Challenges:
(a) According to the passage about the Anchorage earthquake, where was the epicenter located?
(b) Write the next part of the account of the Alaska earthquake, picking up right after its final sentence.

Source document:
----

We went up on Sunday night, Monday morning. We hadn't anticipated being there, but the State of Alaska--and more specifically Southcentral Alaska--experienced a powerful earthquake on Friday. It was certainly an unsettling event, a frightening event to many, and it caused significant damage in the most populated part of our State.
Last Friday, at 8:29 in the morning, we had an earthquake that struck the community of Anchorage with a magnitude of 7.0 on the Richter scale. The epicenter was about 7 miles north of Anchorage. It was about 25 miles deep. That shock lasted anywhere, folks were saying, from about 40 seconds to 1 minute; that was the initial hard jolt. Then, movement after that depended on where you were and what kind of ground you were located on, but it was a very significant earthquake by all standards.
I heard about the earthquake, not because I got an alert on my phone but because my phone rang when my son called. He lives and works in Anchorage. He had been at his shop, and he called me right after the shaking stopped. My son is a pretty calm young man, but I could tell that something was wrong, something was different. I could hear it in his voice. He was clearly rattled. His comments to me reflected so many of the comments I have heard from so many with whom I have had a chance to visit.
As we were speaking on the phone, it was about 7 minutes after the initial jolt that we had another earthquake, a 5.7 that followed. He literally said: You have to hold on, Mom, because we are having another one. These are significant at any time, but to have a 7.0 followed by a 5.7 and then to know that the aftershocks have been continuing--they have continued until today. As of this afternoon, the total number of aftershocks we have had is about 2,500.

----

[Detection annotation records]
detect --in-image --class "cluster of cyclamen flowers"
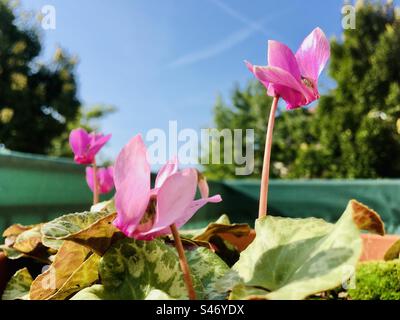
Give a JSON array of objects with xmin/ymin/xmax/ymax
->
[
  {"xmin": 70, "ymin": 128, "xmax": 222, "ymax": 299},
  {"xmin": 65, "ymin": 28, "xmax": 330, "ymax": 299},
  {"xmin": 69, "ymin": 128, "xmax": 114, "ymax": 203},
  {"xmin": 70, "ymin": 128, "xmax": 222, "ymax": 240}
]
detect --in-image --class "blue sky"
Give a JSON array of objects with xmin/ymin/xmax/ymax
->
[{"xmin": 22, "ymin": 0, "xmax": 362, "ymax": 157}]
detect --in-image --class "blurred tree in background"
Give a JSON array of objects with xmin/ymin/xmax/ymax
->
[
  {"xmin": 0, "ymin": 0, "xmax": 114, "ymax": 156},
  {"xmin": 205, "ymin": 1, "xmax": 400, "ymax": 178}
]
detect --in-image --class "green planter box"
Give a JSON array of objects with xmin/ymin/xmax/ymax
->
[{"xmin": 0, "ymin": 151, "xmax": 400, "ymax": 233}]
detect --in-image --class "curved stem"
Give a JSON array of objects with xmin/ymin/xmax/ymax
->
[
  {"xmin": 93, "ymin": 160, "xmax": 99, "ymax": 204},
  {"xmin": 258, "ymin": 96, "xmax": 279, "ymax": 218},
  {"xmin": 170, "ymin": 224, "xmax": 196, "ymax": 300}
]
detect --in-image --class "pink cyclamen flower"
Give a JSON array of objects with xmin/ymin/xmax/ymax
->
[
  {"xmin": 246, "ymin": 28, "xmax": 330, "ymax": 109},
  {"xmin": 86, "ymin": 167, "xmax": 114, "ymax": 194},
  {"xmin": 114, "ymin": 135, "xmax": 222, "ymax": 240},
  {"xmin": 69, "ymin": 128, "xmax": 111, "ymax": 164}
]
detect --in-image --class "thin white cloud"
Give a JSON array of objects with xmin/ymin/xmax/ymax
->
[
  {"xmin": 210, "ymin": 0, "xmax": 271, "ymax": 35},
  {"xmin": 167, "ymin": 0, "xmax": 282, "ymax": 68},
  {"xmin": 168, "ymin": 22, "xmax": 261, "ymax": 68}
]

----

Answers by task:
(a) About 7 miles north of Anchorage.

(b)
Think about that. From Friday morning to midafternoon Alaska time, about 2,500 aftershocks, and we have had 14 above 4.5 in magnitude. We have had 14 in that time period that were over 4.5. Now, 4.5 is going to get anybody's attention.
Yesterday morning, when I was leaving Alaska to come to Washington, I was getting ready in the bathroom, and there was another shaker then, and that was a 4.8.
People have asked me: How are things back home?
I said: Well, we had the big jolt on Friday, but it is still rocking and rolling.
People are anxious, but the report I would like to share with folks today is that there has been an incredible response at so many different levels. The initial response was pretty intense.
After I spoke with my son, I talked to a staff member whose pipes had burst in her home, and she was dealing with flooding. One of the main arterials in Anchorage, Minnesota Drive, is one of the access roads to get to the airport, and parts of that had collapsed. Many people have seen the picture of the vehicle sitting in the middle of a depressed area where the bottom literally has dropped out the overpass of that road.
Across Anchorage and in the Mat-Su Valley, school had just started for the middle schools and the upper grades, and kids were doing what the kids have been trained to do for decades now. Since the 1964 earthquake, believe me, every kid in Southcentral Alaska--I think probably every kid in Alaska--knows what the earthquake drill is, to duck and cover. But during this quake, they were ducking and covering as books from the bookshelves were crashing to the floor and as ceiling tiles were coming down. It is extraordinary to think that during all that we saw and all of the damage in the schools, there were two injuries. There are 48,000 kids in the Anchorage School District and about 17,000 or 18,000 in the Mat-Su district--and two injuries. One was somebody cleaning up glass; another was a student who was putting his arm up to shield himself from a ceiling tile that was falling down, and he injured his wrist. It is absolutely extraordinary--nothing short of a miracle--that we suffered no loss of life.
It was pretty dramatic. Transformers blew, and much of the city went dark. A tsunami warning was issued for the Kenai Peninsula in the low- lying areas in the Anchorage Bowl, even down past Kodiak. We got a call from friends in Kodiak out on a hunting trip, and they got word that they needed to hike to higher ground. Hike to higher ground. Of course, there is no communication and no way to know whether it is all safe. These stories are coming in from all over the State.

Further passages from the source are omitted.